▶ TASK OBJECTIVE:
Please write out every line of the listing below word for word, leaving the pictures out of your answer.

▶ Entries from an annotation dataset:
○ ○ ○ ○ ○

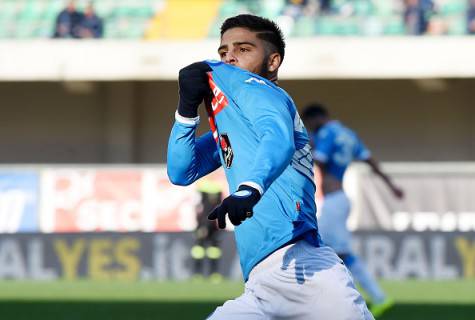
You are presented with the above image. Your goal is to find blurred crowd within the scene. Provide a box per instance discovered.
[42,0,475,39]
[53,1,104,39]
[276,0,475,35]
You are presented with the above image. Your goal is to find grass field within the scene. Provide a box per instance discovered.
[0,280,475,320]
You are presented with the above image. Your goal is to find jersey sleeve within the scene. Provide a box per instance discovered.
[354,136,371,161]
[312,127,334,163]
[239,85,295,193]
[167,114,221,185]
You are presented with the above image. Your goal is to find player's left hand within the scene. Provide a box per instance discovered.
[208,185,261,229]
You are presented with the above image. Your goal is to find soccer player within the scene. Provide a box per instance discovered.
[302,103,403,317]
[167,14,373,320]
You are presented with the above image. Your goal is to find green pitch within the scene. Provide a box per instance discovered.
[0,280,475,320]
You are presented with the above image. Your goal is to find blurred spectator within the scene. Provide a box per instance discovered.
[467,0,475,34]
[284,0,308,19]
[53,0,82,38]
[319,0,333,13]
[79,2,104,38]
[404,0,434,35]
[190,178,222,282]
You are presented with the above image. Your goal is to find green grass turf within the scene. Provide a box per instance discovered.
[0,280,475,320]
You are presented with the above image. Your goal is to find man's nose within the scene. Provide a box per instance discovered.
[224,52,237,64]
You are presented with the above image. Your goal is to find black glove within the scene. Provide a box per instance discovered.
[178,62,211,118]
[208,185,261,229]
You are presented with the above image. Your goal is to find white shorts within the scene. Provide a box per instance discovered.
[208,240,374,320]
[318,191,352,254]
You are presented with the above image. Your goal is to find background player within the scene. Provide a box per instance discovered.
[302,103,403,317]
[167,15,373,320]
[191,179,223,283]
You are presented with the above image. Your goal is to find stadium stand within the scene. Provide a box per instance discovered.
[0,0,469,39]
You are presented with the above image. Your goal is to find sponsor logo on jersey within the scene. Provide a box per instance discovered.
[219,133,234,169]
[244,77,268,86]
[208,73,229,115]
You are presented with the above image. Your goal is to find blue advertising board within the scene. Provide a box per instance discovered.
[0,171,39,233]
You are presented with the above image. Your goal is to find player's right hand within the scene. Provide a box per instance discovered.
[208,185,261,229]
[178,62,211,118]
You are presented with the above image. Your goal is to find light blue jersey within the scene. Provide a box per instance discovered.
[167,61,320,280]
[313,120,371,181]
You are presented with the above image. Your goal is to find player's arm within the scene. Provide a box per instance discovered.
[167,62,220,185]
[167,113,221,185]
[312,128,334,172]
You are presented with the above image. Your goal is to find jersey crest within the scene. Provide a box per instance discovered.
[219,133,234,169]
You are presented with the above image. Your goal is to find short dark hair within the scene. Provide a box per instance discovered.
[221,14,285,61]
[302,102,329,119]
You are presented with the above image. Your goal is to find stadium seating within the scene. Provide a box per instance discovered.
[0,0,467,39]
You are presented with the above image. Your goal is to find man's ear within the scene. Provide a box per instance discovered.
[267,52,282,73]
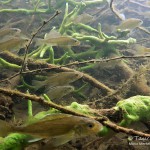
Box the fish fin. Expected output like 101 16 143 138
32 80 45 89
44 30 61 39
43 131 74 150
34 38 44 47
28 138 43 144
0 120 13 137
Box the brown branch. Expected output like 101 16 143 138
103 121 150 137
0 52 114 93
0 88 150 137
63 55 150 67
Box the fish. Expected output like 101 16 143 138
35 30 80 46
72 13 94 24
0 28 21 39
0 37 29 51
139 11 150 19
32 72 83 89
0 113 102 142
45 85 74 100
116 18 143 30
133 44 150 54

○ ○ ○ ○ ○

▶ FINISHED TASK:
You are presented with the above image. Your goal is to find blurred crowd within the scene. Provide a box per instance discovered.
[42,0,475,39]
[53,1,104,39]
[276,0,475,35]
You are presented with the above image. Your goal is to find grass field within the scene. Provide a box per instance discovered.
[0,280,475,320]
You are presented with the above image. Your goal is to find jersey sleeve within the scene. Provide a box per instance discovered.
[354,136,371,161]
[312,127,334,163]
[239,85,295,193]
[167,114,221,185]
You are presented with the above image. Your goal is to find player's left hand within the scene. Provide a box per instance discovered.
[208,185,261,229]
You are presented with the above image. Your goal is to find soccer player within the scene. Provide a box per instance discovered.
[302,103,403,317]
[167,14,373,320]
You are presented with the above image. Your goal is to find green pitch within the scene. Provide a box per instance discovered.
[0,280,475,320]
You are presented with the above image. Your goal is to find blurred spectator within the scene. Provide a box per instance discovered.
[467,0,475,34]
[284,0,308,19]
[53,0,82,38]
[319,0,333,13]
[79,2,104,38]
[404,0,434,35]
[190,178,222,282]
You are presented with the above image. Your goal is to find green grass turf within the scene. Provide a box per instance discovered.
[0,280,475,320]
You are presented with the above image. Your goal is to find man's nose within the scene. Provide a box per instance discovered.
[224,52,237,64]
You are presented with the above image. Your goal is to find black glove within the scene. Provide a box per instance discovered.
[178,62,211,118]
[208,185,261,229]
You are presented with the above image. Your goal is to find white shorts within the scene. Provide a box per instance discovered.
[208,240,374,320]
[318,191,352,254]
You are presented with the above image. Your goal is to find background player within the scene. Provide a box per instance discovered.
[302,103,403,317]
[167,15,373,320]
[191,179,223,283]
You are presented with the above image. Your goal is to find stadium stand within the scene. Provide a box per instance discovered.
[0,0,469,39]
You are presented with the above image. Your goal is to find sponsor logo on jersey within the scene. Provide a box per instance discovered.
[219,133,234,169]
[244,77,268,86]
[208,73,229,115]
You are presented with the above image. Your goal is to find blue advertising board within the scene. Provide a box per instance discovered.
[0,171,39,233]
You are presented with the above image. Your goal is to find player's right hand within the scene. Provide a box per instance discovered.
[208,185,261,229]
[178,62,211,118]
You are presented with the above image. Your goal is to find light blue jersey within the scene. Provide a box per instance discovered.
[167,61,320,280]
[313,120,371,181]
You are presented with the above image. Your goal is to find player's arm within the scene. Provide a box per instance discovered.
[167,62,220,185]
[167,113,221,185]
[312,128,334,172]
You are presented with the above image. Your goal is to find jersey crest within the scene. Provide a box per instance discovered.
[219,133,234,169]
You are presented with the above image. Your goal is to find short dark hair within the scene. Provide a box per instance discovered.
[221,14,285,61]
[302,102,329,119]
You are presented with the above image. Your goal is to find stadium seating within the scene. Provide a box per instance discovered.
[0,0,467,39]
You are presented with the above image. Your goal is to find man's ear within the scene. Provide a box per instance discovered.
[267,52,282,73]
Box the fish fin. Expected output like 101 16 143 138
32 80 45 89
44 30 61 39
43 131 74 150
34 38 44 47
28 138 43 144
0 120 13 137
Box the brown branch. Expected output like 101 16 143 138
103 121 150 137
0 52 114 93
0 88 150 137
63 55 150 67
Box the fish. Expected output like 101 16 143 138
35 30 80 46
72 13 94 24
0 28 21 39
0 37 29 51
139 11 150 19
32 72 83 89
0 113 102 142
45 85 74 100
116 18 143 30
133 44 150 54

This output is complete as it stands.